**Exercise details**
In the records below, find every line with the word "rear" and copy it.
Information START
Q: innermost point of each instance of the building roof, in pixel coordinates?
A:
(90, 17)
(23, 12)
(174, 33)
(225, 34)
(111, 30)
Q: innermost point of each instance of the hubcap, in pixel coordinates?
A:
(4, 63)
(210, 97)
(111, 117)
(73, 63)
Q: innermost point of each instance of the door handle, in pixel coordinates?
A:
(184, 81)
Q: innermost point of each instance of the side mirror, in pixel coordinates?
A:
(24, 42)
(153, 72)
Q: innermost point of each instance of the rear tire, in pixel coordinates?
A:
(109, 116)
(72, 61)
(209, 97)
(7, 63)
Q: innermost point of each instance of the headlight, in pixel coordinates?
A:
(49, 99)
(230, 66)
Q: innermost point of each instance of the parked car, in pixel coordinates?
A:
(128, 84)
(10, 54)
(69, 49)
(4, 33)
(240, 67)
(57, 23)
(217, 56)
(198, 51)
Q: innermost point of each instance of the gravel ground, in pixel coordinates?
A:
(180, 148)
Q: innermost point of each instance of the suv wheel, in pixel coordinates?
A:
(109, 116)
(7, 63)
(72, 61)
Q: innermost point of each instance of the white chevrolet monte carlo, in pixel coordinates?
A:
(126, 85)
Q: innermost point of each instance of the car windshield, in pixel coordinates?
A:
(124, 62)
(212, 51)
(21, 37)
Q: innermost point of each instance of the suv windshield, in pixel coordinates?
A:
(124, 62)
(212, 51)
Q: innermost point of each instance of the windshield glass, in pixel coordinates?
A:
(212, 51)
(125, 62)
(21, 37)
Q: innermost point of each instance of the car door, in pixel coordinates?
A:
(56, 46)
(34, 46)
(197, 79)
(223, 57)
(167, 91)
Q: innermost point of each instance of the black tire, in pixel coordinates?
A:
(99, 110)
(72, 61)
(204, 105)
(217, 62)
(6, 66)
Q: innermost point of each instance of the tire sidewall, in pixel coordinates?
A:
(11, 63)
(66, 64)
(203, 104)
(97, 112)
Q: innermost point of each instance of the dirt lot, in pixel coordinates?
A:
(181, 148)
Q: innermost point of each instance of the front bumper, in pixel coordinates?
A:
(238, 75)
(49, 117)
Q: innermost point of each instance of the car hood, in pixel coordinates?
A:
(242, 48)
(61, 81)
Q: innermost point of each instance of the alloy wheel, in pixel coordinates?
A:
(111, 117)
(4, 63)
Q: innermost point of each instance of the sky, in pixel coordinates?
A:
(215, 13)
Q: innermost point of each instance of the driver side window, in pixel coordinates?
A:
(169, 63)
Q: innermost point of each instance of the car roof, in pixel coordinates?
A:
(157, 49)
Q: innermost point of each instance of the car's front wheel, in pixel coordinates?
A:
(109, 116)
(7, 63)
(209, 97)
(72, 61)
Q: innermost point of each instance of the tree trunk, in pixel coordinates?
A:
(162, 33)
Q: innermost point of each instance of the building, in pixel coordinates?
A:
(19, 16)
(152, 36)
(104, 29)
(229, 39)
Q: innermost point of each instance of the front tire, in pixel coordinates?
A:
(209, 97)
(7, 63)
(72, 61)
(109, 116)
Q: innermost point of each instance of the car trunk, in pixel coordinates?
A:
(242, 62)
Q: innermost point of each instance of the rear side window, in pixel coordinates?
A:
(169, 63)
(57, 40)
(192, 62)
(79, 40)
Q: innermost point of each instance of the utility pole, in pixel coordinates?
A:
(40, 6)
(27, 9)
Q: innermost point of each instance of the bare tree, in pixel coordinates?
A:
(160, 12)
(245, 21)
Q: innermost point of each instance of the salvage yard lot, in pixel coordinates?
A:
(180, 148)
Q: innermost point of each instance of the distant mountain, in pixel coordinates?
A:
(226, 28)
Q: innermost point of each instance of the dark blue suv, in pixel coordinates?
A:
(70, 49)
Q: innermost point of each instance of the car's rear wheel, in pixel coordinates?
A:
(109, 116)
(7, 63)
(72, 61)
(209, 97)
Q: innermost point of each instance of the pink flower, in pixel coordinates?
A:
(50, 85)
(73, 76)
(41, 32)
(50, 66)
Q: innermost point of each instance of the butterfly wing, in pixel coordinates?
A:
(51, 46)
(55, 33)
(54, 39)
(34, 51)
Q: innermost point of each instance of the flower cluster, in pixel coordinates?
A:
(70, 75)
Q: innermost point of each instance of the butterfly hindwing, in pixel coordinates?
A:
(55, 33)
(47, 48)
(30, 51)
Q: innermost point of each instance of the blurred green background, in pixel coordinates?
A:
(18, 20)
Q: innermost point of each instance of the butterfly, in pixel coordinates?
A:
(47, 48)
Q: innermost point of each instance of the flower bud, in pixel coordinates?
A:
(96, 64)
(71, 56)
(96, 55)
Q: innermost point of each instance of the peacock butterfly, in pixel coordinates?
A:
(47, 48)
Information END
**Task response**
Q: innermost point of each instance of the rear tire, in pixel coordinates?
Q: innermost point of each instance of the rear side window, in pixel coordinates?
Q: innermost point of each instance of the car's rear wheel, in pixel coordinates?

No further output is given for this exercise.